[Passage]
^^^^

For me, with the exception of the inlined popcnt instruction, enabling sse or sse3 actually produced code that was a bit slower.
Indeed -fprofile-arcs & -fbranch-probabilities & no link time optimization produce fastest builds ... but one has to use 4.8 & above for that ... if it could be done on 4.7.3 - it's still 3% speed gain over & above of the 4% given by -fprofile-arcs & -fbranch-probabilities ... a total of around 7% !!
There is a work around - BYO by Brice Allenbrand (RW builds) at https://www.dropbox.com/sh/4rubami2nvld ... ft7y9a/BYO does it ! - what Brice has done is he uses cpuz for getting profile & uses -fbranch-probabilities ... result is that 7% speed gain on 4.7.3 - I tried using his script, modified it a bit (-O3 instead of -Ofast used by Brice) - did get the 7% gain !! ... only if the idea (of course no need of using cpuz - I suppose) could be incorporated in 'make-file' ...

^^^^

[Segmentation mask data]
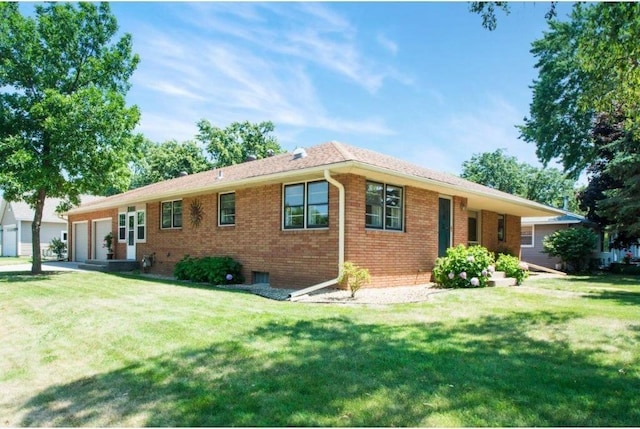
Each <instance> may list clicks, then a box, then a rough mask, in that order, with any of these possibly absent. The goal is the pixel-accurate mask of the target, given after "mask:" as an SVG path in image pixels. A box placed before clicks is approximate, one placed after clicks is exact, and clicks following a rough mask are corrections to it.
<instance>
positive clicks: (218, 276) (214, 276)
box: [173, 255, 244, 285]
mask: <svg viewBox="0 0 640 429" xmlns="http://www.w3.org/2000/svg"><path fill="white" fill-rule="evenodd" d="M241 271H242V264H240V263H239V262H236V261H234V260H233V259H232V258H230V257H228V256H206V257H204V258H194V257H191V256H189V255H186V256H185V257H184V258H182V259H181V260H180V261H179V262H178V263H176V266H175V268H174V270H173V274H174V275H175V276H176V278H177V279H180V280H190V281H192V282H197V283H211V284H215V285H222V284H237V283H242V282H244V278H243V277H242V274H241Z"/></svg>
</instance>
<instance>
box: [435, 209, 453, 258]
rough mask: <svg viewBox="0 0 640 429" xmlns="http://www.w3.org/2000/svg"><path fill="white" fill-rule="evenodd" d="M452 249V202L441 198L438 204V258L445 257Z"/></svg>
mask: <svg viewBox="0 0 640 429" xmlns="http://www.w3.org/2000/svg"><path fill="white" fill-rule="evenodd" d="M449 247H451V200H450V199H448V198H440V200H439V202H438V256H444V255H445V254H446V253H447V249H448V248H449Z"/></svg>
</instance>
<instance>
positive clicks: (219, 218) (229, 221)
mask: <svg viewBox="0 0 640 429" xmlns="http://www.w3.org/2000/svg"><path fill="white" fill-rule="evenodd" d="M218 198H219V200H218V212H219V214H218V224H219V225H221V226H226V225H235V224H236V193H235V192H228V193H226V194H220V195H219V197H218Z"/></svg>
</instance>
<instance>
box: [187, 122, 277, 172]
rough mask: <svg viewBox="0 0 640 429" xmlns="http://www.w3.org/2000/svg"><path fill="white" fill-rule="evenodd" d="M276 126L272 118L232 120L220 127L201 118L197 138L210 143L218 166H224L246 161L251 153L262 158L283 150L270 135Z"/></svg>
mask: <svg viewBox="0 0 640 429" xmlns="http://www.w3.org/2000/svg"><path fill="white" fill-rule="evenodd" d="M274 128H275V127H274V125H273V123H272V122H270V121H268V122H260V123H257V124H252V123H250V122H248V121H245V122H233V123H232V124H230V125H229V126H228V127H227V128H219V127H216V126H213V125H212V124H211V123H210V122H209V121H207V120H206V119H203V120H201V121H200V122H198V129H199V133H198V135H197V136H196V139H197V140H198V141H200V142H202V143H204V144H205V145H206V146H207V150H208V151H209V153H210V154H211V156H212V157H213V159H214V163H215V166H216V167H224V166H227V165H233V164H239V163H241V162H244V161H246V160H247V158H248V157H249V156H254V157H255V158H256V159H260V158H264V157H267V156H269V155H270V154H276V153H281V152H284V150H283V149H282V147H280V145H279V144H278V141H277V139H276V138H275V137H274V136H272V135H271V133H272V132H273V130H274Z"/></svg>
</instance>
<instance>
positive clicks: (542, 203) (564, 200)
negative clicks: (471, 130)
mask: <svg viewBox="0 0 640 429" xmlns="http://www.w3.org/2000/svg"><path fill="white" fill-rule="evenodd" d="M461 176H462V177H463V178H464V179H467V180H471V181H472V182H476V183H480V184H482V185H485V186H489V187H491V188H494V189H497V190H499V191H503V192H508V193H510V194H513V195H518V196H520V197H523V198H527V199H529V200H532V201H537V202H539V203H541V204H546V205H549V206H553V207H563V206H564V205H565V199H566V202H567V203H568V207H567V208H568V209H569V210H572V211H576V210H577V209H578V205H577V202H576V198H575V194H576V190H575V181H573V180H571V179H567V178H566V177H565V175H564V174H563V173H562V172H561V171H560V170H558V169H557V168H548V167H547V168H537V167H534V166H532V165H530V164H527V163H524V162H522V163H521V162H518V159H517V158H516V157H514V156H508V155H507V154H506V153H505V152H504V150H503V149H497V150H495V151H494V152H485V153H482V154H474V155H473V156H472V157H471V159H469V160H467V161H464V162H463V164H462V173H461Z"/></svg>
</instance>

^^^^

[What is required] From the forum thread on compiler optimization flags above, extract the passage starting with "Indeed -fprofile-arcs &" and going on through "around 7% !!", copied verbatim.

[Your response]
Indeed -fprofile-arcs & -fbranch-probabilities & no link time optimization produce fastest builds ... but one has to use 4.8 & above for that ... if it could be done on 4.7.3 - it's still 3% speed gain over & above of the 4% given by -fprofile-arcs & -fbranch-probabilities ... a total of around 7% !!